Exercise brief:
Output the material below unchanged, apart from leaving out the pictures.

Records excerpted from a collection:
□ □ □ □ □ □ □
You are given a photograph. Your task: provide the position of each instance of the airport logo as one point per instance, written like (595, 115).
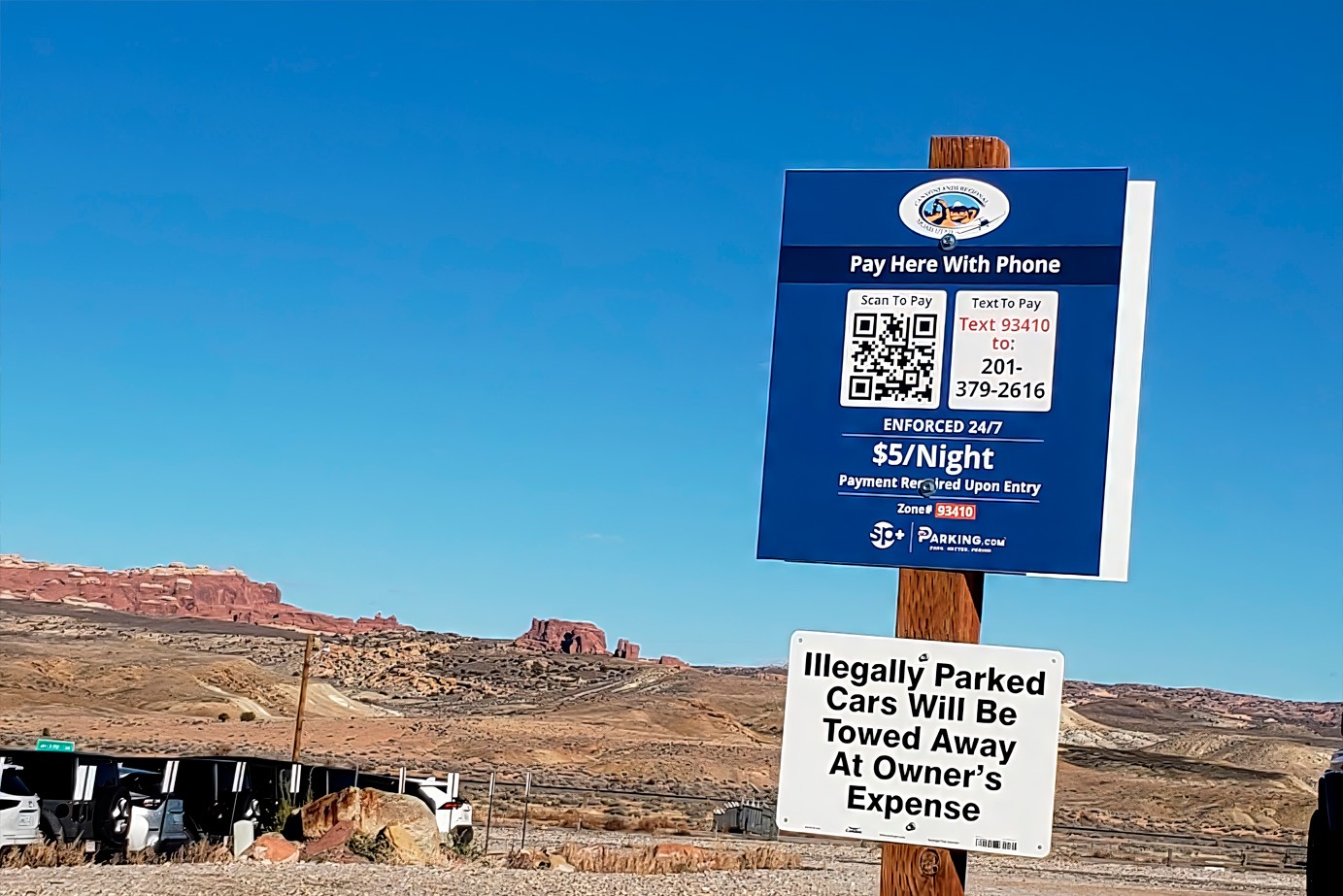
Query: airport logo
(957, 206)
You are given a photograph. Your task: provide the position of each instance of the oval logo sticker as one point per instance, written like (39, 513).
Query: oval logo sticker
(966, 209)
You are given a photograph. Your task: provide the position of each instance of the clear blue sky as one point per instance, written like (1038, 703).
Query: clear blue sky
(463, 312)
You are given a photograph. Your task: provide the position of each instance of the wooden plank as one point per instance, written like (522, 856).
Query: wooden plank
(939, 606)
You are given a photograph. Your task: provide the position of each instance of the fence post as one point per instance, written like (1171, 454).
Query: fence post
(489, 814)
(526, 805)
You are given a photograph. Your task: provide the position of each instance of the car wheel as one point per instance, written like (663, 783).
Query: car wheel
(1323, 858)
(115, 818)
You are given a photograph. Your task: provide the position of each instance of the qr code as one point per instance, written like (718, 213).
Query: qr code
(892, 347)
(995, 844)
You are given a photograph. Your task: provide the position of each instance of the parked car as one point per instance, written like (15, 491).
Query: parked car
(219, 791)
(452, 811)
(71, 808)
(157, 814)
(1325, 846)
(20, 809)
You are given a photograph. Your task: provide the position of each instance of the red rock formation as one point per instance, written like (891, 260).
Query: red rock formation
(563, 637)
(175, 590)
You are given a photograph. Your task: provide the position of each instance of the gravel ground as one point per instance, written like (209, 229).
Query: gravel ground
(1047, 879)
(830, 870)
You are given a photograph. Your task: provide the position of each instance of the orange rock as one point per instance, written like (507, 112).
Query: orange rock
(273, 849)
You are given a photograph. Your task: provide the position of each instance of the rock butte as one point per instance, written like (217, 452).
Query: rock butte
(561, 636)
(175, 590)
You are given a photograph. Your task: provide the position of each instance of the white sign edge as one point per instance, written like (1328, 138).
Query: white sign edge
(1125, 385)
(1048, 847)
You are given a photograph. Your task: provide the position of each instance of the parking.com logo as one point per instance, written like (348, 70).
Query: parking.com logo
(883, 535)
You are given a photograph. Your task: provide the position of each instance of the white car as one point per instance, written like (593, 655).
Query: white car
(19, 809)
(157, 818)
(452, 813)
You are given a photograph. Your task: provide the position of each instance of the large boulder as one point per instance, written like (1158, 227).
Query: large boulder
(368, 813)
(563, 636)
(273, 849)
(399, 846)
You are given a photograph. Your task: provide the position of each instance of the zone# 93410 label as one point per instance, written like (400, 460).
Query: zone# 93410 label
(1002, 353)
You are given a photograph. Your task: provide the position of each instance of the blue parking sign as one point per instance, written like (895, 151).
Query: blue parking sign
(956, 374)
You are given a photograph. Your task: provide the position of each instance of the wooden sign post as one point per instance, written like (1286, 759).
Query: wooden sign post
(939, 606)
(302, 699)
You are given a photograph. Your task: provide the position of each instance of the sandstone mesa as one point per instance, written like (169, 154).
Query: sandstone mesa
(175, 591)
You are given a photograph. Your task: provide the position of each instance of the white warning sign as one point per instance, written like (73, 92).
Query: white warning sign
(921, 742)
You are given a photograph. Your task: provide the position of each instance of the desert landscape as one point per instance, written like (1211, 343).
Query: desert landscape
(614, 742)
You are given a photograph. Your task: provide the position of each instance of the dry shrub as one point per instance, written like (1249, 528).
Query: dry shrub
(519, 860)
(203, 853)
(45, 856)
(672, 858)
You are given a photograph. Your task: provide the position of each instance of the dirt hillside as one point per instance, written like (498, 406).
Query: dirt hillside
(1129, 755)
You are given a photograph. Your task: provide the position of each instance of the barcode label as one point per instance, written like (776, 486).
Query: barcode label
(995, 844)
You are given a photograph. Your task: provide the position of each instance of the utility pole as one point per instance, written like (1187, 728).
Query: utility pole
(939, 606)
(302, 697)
□ □ □ □ □ □ □
Exercise solution:
You are given a photograph. Your task: provide the position of each instance of the airport logo as one point per instance, written like (595, 115).
Query: airport logo
(957, 206)
You are given a photograph. Your task: provide the position of each instance of the oval logo sticker as one point per instance, written like (39, 513).
Query: oval logo sticker
(966, 209)
You are given a photograph. Your task: provide the position of each instance of the clear blue sky as one point per instance, written like (1038, 703).
Query: clear blue sky
(463, 312)
You are given a photograph. Your task: provide the position of each instance of the wooden plank as one point per instance, written like (522, 856).
Query: wooden plank
(939, 606)
You are given a photograph. Your task: provide the position of each instance of the fence post as one point per instance, written like (1171, 454).
Query: fence post
(489, 814)
(526, 805)
You are given a photograph. Your task: provide the position of each instance of the car wheel as one point per instance, written like (663, 783).
Query: car wheel
(1323, 858)
(115, 818)
You are given a photograph. Your task: provide the position of each instance of the qr code as one point per instance, written like (718, 213).
Query: qr code
(892, 347)
(995, 844)
You are given a photograph. Your task: provide the position of each instance of the parked car as one point per instance, written like (15, 491).
Query: parked car
(219, 791)
(452, 811)
(71, 808)
(157, 814)
(1325, 846)
(20, 809)
You are given a photograph. Your task: provide the position of each instance of the red rock formation as one point per instance, written like (891, 260).
Query: red rock formation
(563, 637)
(175, 590)
You are given a photograph. Your task: provide the position of each instance of the gravel ground as one point per instance, written like (209, 229).
Query: gravel ground
(1047, 879)
(830, 870)
You are given a photograph. Your task: provide the position of each instance of the orange rock as one point per instance, written like (507, 112).
Query: orange rock
(273, 849)
You are given a photograph. Your task: provide the position of each instance of the rock butte as one point per instance, written like (217, 452).
Query: rock butte
(561, 636)
(175, 590)
You are given a photograph. Your task: provide the position of each instance of the white sign edge as one point per instance, written like (1328, 138).
Query: white sign edge
(1125, 385)
(1048, 847)
You are given a photograph. Your task: provide the position of each instance of the parking.com logo as one point per instance, written like (348, 70).
Query: parking.com logo
(883, 535)
You are given a photograph. Your task: provide the position of each instance of the white car as one point per instance, written like (593, 655).
Query: white car
(19, 809)
(157, 818)
(452, 813)
You are given a photograph. Your task: provide the position of each instance of the large boulder as one point per instance, written like (1158, 227).
Query: large boulder
(368, 813)
(563, 636)
(273, 849)
(399, 846)
You are given a photograph. Your task: provide the position of each instance of the zone# 93410 label as one point per instance, written like (400, 460).
Query: zone# 93410 label
(1002, 353)
You are given a photograph. Your task: provide the position of each instance of the blue parking sign as one point per instance, written like (895, 151).
Query: blue parking sign
(956, 374)
You are given a photograph. Your task: provide the position of each instance of the wooden sign post as one point per instance, written like (1286, 759).
Query: wooden sign post
(939, 606)
(302, 699)
You are given a photograph. Your task: provide the position of each instance of the sandstone mesa as one point per instance, written like (169, 154).
Query: sandstone mesa
(175, 591)
You are given a photograph. Your task: provide the position of each instance of the white warning sign as one point per instance, written like (73, 92).
Query: white warning sign
(921, 742)
You are given a photograph. Your task: provide the position of each instance of the desert landscape as one point per instance, written like (1211, 343).
Query: desert landscape
(614, 742)
You are given a photograph. Your task: provide the position of each instance of the dry shrub as one point per instance, written like (1249, 528).
Query: dry shrub
(519, 860)
(203, 853)
(45, 856)
(672, 858)
You are given a photograph. Your task: provide the position of each instance of the dirt hillside as one point per instance, written like (498, 406).
Query: dirt hillside
(1129, 755)
You are given a photograph. Your task: provide the position of each instance of the barcode label as one point per instance, written like (776, 486).
Query: barcode label
(995, 844)
You are given a photograph. Your task: provide the position of each instance of the utility pole as one point per instance, written like (1187, 728).
Query: utility pole
(939, 606)
(302, 697)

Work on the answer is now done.